# PROBLEM TO SOLVE
Switch "thyme leaf" to "basil leaf" in everything from the line containing "leaf visible above." down to the line containing "[[771, 197, 882, 366], [0, 0, 757, 486]]", and write those lines out again with nothing else changed.

# Coordinate annotation entries
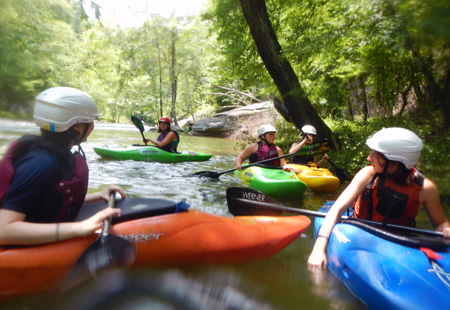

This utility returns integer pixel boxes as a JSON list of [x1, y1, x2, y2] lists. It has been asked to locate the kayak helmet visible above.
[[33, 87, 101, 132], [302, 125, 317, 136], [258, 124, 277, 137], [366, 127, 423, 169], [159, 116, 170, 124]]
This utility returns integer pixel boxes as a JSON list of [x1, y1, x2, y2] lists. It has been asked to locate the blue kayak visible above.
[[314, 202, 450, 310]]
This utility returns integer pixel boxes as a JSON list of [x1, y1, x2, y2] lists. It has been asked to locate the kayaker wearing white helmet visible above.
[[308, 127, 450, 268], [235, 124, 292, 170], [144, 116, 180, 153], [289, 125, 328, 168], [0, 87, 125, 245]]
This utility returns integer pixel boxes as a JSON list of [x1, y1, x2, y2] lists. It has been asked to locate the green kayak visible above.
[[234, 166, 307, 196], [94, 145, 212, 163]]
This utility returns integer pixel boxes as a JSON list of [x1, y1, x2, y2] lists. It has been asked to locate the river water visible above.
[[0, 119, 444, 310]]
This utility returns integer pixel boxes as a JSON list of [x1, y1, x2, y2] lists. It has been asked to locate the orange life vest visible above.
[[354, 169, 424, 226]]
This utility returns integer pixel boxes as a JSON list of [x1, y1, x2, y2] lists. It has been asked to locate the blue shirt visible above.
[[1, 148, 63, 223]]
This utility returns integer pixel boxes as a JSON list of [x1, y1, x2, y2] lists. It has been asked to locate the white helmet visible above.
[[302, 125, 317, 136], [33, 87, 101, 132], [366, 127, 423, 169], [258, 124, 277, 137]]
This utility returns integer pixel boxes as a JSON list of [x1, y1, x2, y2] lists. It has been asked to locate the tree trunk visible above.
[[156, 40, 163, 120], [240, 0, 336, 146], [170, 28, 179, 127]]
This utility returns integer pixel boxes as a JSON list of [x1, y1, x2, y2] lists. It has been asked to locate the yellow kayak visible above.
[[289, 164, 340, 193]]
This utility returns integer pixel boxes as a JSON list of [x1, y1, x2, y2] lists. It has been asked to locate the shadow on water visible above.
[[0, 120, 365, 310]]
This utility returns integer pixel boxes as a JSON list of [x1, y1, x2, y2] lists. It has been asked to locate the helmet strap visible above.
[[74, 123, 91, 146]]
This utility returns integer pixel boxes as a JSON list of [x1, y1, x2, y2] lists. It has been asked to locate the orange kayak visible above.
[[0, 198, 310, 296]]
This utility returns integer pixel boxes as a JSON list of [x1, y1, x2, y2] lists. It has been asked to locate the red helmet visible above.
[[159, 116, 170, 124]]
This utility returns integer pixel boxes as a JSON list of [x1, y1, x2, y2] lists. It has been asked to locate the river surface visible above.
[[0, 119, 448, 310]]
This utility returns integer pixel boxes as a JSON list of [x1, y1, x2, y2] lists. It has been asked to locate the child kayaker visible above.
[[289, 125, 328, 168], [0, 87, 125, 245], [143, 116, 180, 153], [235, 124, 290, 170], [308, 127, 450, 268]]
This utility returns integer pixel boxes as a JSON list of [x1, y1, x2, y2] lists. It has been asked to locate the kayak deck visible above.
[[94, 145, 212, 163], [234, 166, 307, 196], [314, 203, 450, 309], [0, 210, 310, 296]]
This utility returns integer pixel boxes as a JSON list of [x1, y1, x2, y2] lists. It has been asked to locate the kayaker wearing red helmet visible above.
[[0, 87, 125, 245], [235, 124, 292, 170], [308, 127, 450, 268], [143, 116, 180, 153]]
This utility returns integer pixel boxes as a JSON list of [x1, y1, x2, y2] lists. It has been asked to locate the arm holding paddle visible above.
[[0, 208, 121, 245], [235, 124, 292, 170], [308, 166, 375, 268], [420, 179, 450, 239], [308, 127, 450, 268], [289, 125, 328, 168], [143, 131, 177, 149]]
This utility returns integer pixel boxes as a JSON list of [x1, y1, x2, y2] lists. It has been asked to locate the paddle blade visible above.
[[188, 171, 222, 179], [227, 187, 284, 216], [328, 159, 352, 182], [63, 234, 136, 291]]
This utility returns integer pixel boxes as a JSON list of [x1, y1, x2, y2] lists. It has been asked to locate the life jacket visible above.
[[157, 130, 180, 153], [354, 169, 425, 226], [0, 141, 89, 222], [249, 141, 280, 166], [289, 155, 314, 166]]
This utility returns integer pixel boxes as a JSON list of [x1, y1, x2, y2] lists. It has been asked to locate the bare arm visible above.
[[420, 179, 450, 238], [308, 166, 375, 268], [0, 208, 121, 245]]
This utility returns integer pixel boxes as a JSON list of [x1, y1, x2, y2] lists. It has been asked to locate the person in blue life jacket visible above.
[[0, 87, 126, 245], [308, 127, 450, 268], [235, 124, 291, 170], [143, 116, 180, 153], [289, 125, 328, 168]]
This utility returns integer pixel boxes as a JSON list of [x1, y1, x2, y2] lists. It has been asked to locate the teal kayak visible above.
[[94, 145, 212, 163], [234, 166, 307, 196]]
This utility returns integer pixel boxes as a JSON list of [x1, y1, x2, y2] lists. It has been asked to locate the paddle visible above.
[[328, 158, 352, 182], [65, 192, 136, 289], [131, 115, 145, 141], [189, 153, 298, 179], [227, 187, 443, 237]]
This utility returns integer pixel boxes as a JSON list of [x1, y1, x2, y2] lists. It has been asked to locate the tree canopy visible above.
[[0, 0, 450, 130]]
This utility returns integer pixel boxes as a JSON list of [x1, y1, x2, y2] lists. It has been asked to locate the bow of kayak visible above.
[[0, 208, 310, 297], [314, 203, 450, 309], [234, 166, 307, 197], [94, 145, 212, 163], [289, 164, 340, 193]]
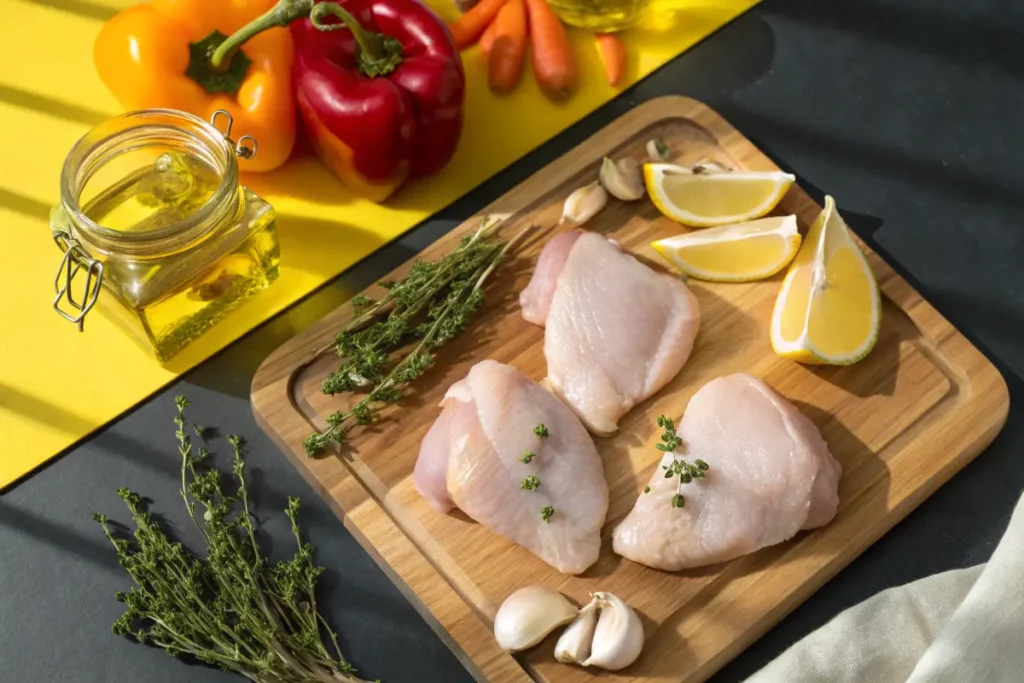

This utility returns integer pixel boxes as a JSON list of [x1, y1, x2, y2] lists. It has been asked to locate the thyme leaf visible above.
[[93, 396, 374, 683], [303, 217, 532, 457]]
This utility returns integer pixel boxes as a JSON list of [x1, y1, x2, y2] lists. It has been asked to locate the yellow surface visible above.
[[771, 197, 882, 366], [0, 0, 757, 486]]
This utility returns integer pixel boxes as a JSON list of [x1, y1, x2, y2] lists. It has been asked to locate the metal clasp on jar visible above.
* * *
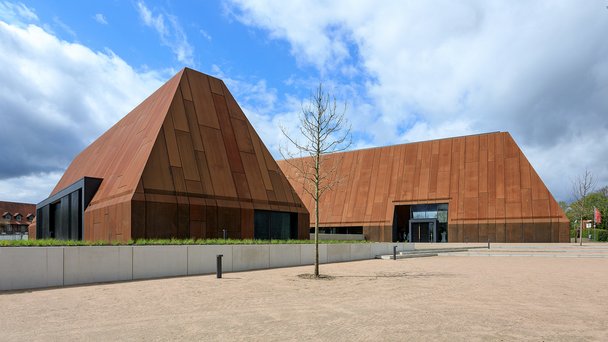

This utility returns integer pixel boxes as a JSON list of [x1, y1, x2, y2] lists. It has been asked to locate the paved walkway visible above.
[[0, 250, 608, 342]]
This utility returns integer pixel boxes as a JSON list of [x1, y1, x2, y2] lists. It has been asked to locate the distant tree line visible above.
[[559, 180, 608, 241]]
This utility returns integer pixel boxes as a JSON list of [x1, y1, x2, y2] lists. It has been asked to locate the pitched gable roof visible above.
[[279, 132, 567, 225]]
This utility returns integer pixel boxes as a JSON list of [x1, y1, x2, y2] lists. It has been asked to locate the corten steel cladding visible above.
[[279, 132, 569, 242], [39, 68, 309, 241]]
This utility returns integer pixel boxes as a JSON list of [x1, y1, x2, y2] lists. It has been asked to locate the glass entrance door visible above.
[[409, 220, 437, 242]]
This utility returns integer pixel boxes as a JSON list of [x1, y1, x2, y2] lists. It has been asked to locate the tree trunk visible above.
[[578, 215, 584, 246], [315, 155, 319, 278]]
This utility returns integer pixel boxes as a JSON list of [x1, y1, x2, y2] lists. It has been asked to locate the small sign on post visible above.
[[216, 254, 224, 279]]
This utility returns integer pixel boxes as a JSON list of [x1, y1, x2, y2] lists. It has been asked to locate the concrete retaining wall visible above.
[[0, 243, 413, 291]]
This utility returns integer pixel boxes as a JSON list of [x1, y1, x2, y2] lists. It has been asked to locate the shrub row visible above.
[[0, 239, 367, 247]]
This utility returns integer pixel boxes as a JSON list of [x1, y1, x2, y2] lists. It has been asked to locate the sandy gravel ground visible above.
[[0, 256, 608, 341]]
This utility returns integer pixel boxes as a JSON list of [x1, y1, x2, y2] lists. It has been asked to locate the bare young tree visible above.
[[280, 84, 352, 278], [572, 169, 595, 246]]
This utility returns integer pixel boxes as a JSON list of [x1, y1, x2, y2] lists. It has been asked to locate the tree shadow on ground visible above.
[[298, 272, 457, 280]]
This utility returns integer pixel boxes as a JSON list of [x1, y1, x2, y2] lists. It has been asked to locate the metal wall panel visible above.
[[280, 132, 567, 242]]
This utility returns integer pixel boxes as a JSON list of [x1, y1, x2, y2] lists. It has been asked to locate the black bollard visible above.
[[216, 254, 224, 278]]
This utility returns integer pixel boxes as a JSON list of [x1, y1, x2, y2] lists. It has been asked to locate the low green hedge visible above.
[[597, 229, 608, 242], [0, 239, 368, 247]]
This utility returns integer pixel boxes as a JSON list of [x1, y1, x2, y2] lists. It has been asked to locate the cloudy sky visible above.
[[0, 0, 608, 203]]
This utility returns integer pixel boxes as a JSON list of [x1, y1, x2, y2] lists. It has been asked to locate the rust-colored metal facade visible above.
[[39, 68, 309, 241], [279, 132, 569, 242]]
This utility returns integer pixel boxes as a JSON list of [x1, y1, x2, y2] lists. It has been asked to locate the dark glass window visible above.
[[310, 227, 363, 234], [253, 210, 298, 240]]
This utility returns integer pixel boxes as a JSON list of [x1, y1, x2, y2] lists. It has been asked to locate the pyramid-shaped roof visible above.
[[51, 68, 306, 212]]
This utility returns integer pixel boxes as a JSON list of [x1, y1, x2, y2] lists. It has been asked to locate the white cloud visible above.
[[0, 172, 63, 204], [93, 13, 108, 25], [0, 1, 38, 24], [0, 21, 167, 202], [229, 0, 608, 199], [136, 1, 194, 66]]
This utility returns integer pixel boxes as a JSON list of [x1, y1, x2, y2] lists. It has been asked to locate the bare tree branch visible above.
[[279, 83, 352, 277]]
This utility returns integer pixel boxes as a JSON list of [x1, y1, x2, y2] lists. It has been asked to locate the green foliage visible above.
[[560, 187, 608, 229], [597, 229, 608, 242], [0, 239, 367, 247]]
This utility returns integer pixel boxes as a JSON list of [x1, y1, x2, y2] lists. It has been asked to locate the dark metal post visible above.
* * *
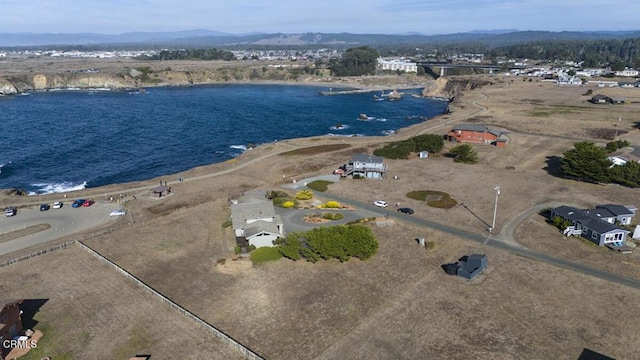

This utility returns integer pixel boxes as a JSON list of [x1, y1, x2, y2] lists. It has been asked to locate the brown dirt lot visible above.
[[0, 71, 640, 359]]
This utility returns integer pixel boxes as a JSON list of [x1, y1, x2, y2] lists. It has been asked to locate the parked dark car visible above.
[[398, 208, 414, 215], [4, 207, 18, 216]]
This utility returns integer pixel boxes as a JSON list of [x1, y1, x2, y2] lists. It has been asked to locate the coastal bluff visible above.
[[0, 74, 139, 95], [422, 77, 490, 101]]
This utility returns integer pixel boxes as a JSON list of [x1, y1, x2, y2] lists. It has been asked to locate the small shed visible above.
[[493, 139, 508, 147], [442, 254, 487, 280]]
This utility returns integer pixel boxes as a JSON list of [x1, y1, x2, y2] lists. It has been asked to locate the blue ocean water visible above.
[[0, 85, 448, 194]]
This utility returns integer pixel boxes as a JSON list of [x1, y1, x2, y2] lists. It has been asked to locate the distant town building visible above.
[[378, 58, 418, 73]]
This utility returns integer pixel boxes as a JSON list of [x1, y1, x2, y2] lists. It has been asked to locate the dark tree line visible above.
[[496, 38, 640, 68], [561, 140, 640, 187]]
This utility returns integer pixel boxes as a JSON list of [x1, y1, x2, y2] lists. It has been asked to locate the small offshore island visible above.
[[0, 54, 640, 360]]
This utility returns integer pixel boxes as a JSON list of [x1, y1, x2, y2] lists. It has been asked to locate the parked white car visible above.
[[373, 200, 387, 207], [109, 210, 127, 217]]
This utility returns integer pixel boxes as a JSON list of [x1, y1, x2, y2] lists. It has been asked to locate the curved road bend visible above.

# ANSWER TO THIS PROBLEM
This utility returns integer pixel boxes as a JSON list of [x1, y1, x2, y2] lists. It has been asked to locate the basil leaf visible above.
[[93, 396, 374, 683], [303, 217, 532, 457]]
This utility returns integer pixel boxes as a JSON list of [x1, y1, x2, y2] lists. It has been asked to locate the yellow surface visible above.
[[771, 197, 882, 366], [0, 0, 757, 486]]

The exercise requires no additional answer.